Instructions to follow:
Please pull out the items starting with the line that contains "Mark the innermost point of each instance of the gabled" and going on through the line that contains "x=569, y=539", including both of those lines, and copy them word for word.

──────── Task inputs

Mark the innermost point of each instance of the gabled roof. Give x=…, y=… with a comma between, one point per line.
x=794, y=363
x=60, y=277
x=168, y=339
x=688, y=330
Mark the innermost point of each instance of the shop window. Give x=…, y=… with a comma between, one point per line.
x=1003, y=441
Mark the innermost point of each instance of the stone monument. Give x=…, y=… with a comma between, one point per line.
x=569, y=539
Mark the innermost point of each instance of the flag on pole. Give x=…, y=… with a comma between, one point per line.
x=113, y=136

────────────────
──────── Task inputs

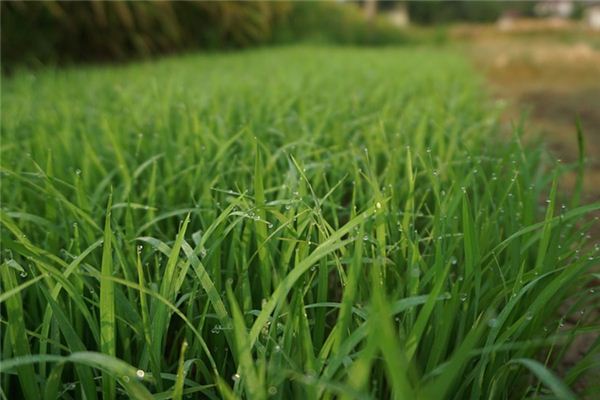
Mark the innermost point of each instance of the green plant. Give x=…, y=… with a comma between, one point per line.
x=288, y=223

────────────────

Written response:
Mark the innermost point of each instance of the gabled roof. Give x=…, y=… with a comma between, one point per line.
x=794, y=363
x=60, y=277
x=168, y=339
x=688, y=330
Mark the innermost point of each instance of the shop window. Give x=…, y=… with a comma between, one point per line.
x=1003, y=441
Mark the innermost point of each instance of the stone monument. Give x=…, y=… with a comma between, one point per line.
x=569, y=539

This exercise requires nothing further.